**** Data to use ****

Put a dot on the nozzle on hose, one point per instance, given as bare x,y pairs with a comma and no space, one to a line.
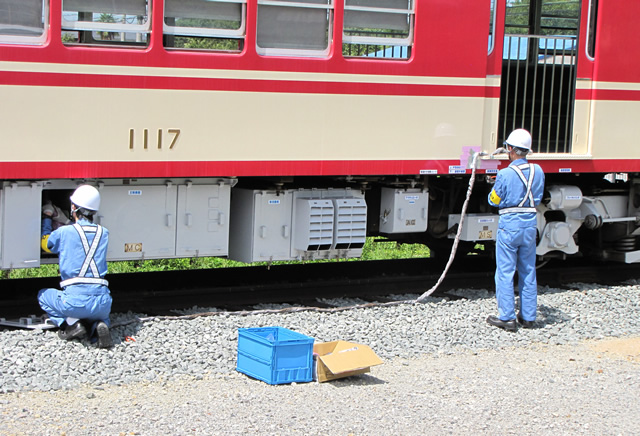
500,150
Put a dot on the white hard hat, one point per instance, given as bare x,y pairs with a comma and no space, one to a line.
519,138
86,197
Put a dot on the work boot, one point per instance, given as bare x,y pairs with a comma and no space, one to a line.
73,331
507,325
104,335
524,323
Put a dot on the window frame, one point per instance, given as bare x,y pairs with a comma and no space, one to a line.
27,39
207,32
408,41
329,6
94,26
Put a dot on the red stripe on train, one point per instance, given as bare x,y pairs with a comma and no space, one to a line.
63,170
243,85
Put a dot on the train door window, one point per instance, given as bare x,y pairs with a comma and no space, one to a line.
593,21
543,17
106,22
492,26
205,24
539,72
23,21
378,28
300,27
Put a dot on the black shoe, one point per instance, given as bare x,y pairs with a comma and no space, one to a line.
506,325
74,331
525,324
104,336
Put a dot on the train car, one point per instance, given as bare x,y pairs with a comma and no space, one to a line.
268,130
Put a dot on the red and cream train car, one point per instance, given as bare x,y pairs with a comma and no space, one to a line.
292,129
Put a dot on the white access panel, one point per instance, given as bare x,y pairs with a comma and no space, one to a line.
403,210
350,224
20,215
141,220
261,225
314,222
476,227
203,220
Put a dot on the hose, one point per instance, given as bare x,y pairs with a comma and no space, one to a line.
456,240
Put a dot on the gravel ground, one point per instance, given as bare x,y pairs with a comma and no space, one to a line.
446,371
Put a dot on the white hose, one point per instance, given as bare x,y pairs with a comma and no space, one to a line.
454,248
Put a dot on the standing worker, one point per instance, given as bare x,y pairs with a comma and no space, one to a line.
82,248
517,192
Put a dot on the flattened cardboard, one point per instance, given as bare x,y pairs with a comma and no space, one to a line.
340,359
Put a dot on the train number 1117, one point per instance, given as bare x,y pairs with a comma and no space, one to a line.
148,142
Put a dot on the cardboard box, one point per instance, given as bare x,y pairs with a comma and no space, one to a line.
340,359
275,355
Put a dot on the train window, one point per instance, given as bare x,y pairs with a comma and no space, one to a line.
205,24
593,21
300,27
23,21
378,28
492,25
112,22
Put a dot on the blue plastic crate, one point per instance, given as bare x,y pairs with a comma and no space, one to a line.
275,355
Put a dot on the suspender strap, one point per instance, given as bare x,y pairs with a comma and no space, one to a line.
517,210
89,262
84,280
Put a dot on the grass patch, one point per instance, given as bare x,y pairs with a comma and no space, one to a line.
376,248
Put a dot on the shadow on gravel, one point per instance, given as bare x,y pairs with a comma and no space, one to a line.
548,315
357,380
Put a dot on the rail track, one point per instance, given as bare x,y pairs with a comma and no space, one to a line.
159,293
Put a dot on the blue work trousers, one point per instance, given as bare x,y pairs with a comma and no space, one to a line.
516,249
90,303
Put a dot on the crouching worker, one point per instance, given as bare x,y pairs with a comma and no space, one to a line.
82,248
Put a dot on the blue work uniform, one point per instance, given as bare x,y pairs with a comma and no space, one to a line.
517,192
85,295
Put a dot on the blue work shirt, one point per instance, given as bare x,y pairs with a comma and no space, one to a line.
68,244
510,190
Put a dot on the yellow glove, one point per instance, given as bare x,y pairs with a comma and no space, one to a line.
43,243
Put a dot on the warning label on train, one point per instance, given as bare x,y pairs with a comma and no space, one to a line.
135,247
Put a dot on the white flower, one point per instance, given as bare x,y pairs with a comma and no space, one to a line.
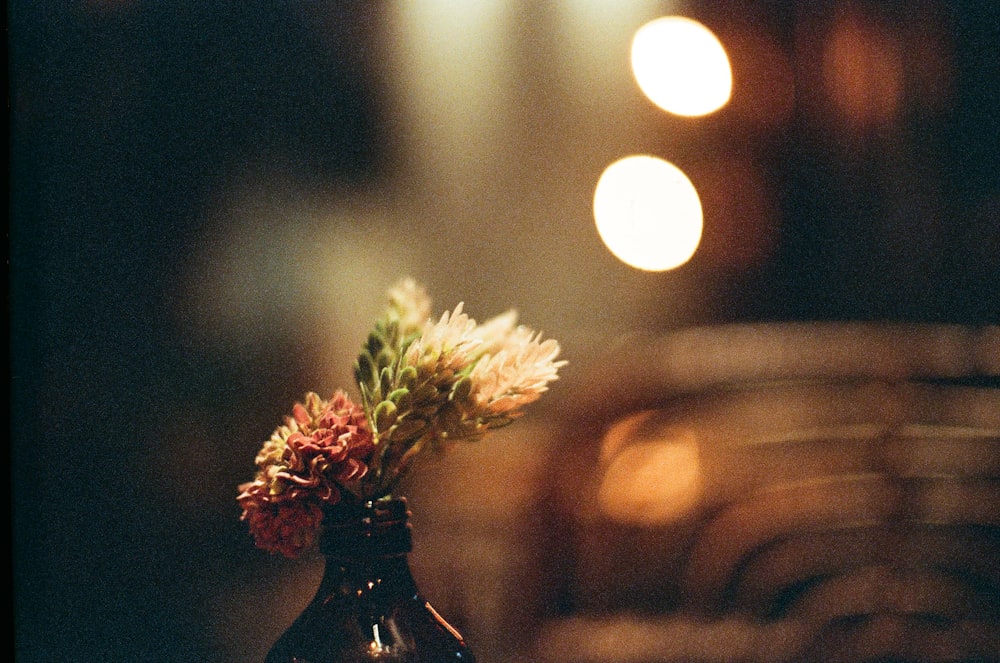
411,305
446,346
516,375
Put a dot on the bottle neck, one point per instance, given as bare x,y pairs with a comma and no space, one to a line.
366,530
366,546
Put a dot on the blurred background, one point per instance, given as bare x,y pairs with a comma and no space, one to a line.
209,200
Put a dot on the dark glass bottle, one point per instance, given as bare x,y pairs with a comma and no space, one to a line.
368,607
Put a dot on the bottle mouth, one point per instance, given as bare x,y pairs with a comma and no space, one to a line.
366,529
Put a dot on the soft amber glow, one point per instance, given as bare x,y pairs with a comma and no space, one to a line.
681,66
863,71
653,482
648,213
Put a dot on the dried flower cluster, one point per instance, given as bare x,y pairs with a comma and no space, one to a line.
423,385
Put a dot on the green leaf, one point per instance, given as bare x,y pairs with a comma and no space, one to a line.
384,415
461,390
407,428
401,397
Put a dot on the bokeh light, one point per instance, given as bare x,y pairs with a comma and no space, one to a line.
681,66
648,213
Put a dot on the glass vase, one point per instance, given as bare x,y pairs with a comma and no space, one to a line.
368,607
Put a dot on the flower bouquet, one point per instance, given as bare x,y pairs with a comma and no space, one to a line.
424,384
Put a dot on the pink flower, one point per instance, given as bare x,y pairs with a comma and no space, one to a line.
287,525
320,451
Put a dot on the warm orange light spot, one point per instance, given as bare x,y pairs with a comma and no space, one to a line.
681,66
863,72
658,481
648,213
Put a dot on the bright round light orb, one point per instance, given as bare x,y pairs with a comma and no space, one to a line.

****

Without including any pictures, copy every line above exactly.

Put a dot on the nozzle on hose, one point per instance, given as bare x,y pairs with a comma and no space, one to a line.
500,150
Put a dot on the white hard hat, one point per instance, given as bare x,y pairs with a comma and no space, one to a line.
519,138
86,197
Put a dot on the work boot, one point per instance, given as bare x,y pairs with a comma and no space, one to a line.
73,331
507,325
104,335
524,323
Put a dot on the window frame, one point per instance, given as bare x,y pairs with a comma and no space, one to a line.
27,39
207,32
408,41
329,6
94,26
Put a dot on the red stripe on train, one point per instance, given as bare x,y pairs with a comma and no space, one to a line.
63,170
243,85
Put a dot on the train door window, one point per instance, given as bare x,y pairs with a comma and no space, one to a line.
593,21
543,17
106,22
492,26
205,24
539,72
23,21
378,28
300,27
Put a dot on the black shoe, one point per instance, given as bare x,y pairs with a comma and no space, one to a line.
506,325
74,331
525,324
104,336
Put a dot on the train car, one point per instance, given as bare x,y pairs with a comma and no space, one to a line.
268,130
Put a dot on the red and cream train car, one point per instance, given as bare x,y pairs with a comma and no space, one to a line.
292,129
Put a dot on the white access panel, one point per instance, given as bare x,y pairs with a comma and no space, one to a line.
403,210
350,224
20,215
141,220
261,225
314,222
476,227
203,220
Put a dot on the hose, one point per instance, given as bare x,y pairs with a comma and no space, one to a line.
456,240
Put a dot on the gravel ground, one point per instance, given as bare x,y pairs with a comma and no space, one to a line.
446,371
Put a dot on the white hose, one point per instance, given as bare x,y pairs with a comma and no space, one to a line.
454,248
Put a dot on the standing worker, one point per instance, given as bare x,y pairs with a comma and no space, one to a line.
82,248
517,192
Put a dot on the flattened cardboard, one point per instance, given as bare x,y pairs with a comma and no space, one to a line.
340,359
Put a dot on the train number 1117, one point per instance, given as bare x,y pairs with a comma and no space, one to a line.
148,142
Put a dot on the cardboard box, one point per instance, given as bare x,y pairs with a comma and no space, one to a line.
340,359
275,355
Put a dot on the train window, one point per instance, given as bare x,y pairs with a comma and no space, one to a line.
205,24
593,21
300,27
23,21
378,28
492,25
112,22
Put a dot on the blue plastic crate, one point per instance, given as bare x,y pairs with a comma and no space, one to a line.
275,355
Put a dot on the suspender strap, one point per instance, given as bare x,y pairs with a comma and no space, one to a line.
517,210
89,262
84,280
Put a dot on the grass patch, one point per instance, given as bare x,y pairs with a comma and no space, one to a line.
376,248
Put a dot on the shadow on gravel, one point per instance, given as bare x,y pairs with a comma and no space, one to a line.
548,315
357,380
Put a dot on the rail track, one point per instance, given as bare x,y pairs with a comma and no space, one to a line.
159,293
Put a dot on the blue work trousers, one point per instance, given as bare x,y pairs with a comma and no space, one to a line.
516,249
90,303
Put a dot on the crouching worker, one point per instance, given as bare x,y pairs with a comma and no space, one to a line.
82,248
Put a dot on the blue work uniform, one point per instance, given as bare x,y pairs with a comma and no space, one to a line.
517,192
85,295
Put a dot on the blue work shirt, one point per instance, given as bare x,y pairs with a comma and no space, one to a line.
68,244
510,190
Put a dot on the yellow glove, one point per instance, given as bare x,y pairs with a comma and no space, one to a line.
43,243
Put a dot on the warning label on train, one point per instance, given as bare x,y pairs with a comma and no space, one to a line.
135,247
Put a dot on the white flower, one point per instance, given as bare x,y pairs with a comma and no space, one to a line.
411,305
446,346
516,375
Put a dot on the bottle neck, one point per instance, given as bare x,y pairs with a comma and no space, one to a line.
366,530
366,546
Put a dot on the blurred background, one point per instance, given as bare x,y pairs with a comma and no space, one to a line.
209,200
Put a dot on the dark glass bottle, one point per instance, given as bare x,y pairs with a comma and no space, one to a line.
368,607
Put a dot on the bottle mouth, one point per instance, given as bare x,y pairs with a comma and no space, one to a line.
366,529
Put a dot on the soft amber glow, one point per instance, given as bare x,y pairs with a comma and no space, one to a line.
681,66
863,71
653,482
648,213
Put a dot on the dried flower cluster, one point per instance, given as bare x,y pairs with a comma and no space, one to a line.
423,385
Put a dot on the green leaf, one point per instance, given as bare x,y pairs with a comma and no space, one to a line.
384,415
461,390
407,428
401,397
Put a dot on the bokeh light, one point per instance, given as bare x,y pairs with a comma and no space, one to a line.
681,66
648,213
Put a dot on the glass vase, one point per instance, given as bare x,y pairs with a comma and no space, one to a line.
368,607
Put a dot on the flower bouquet, one point per instance, given as bare x,y pairs with a comma and no space, one to a line.
424,384
Put a dot on the pink flower, one point per instance, given as bare x,y pairs with a comma and no space, one to a line.
287,525
320,451
Put a dot on the warm orange light spot, one point per instance, given as bare x,y pairs with a comma and no space, one to a line.
681,66
863,72
658,481
648,213
Put a dot on the bright round light orb, one point per instance, given as bare x,y pairs with a comma and no space, one to a line.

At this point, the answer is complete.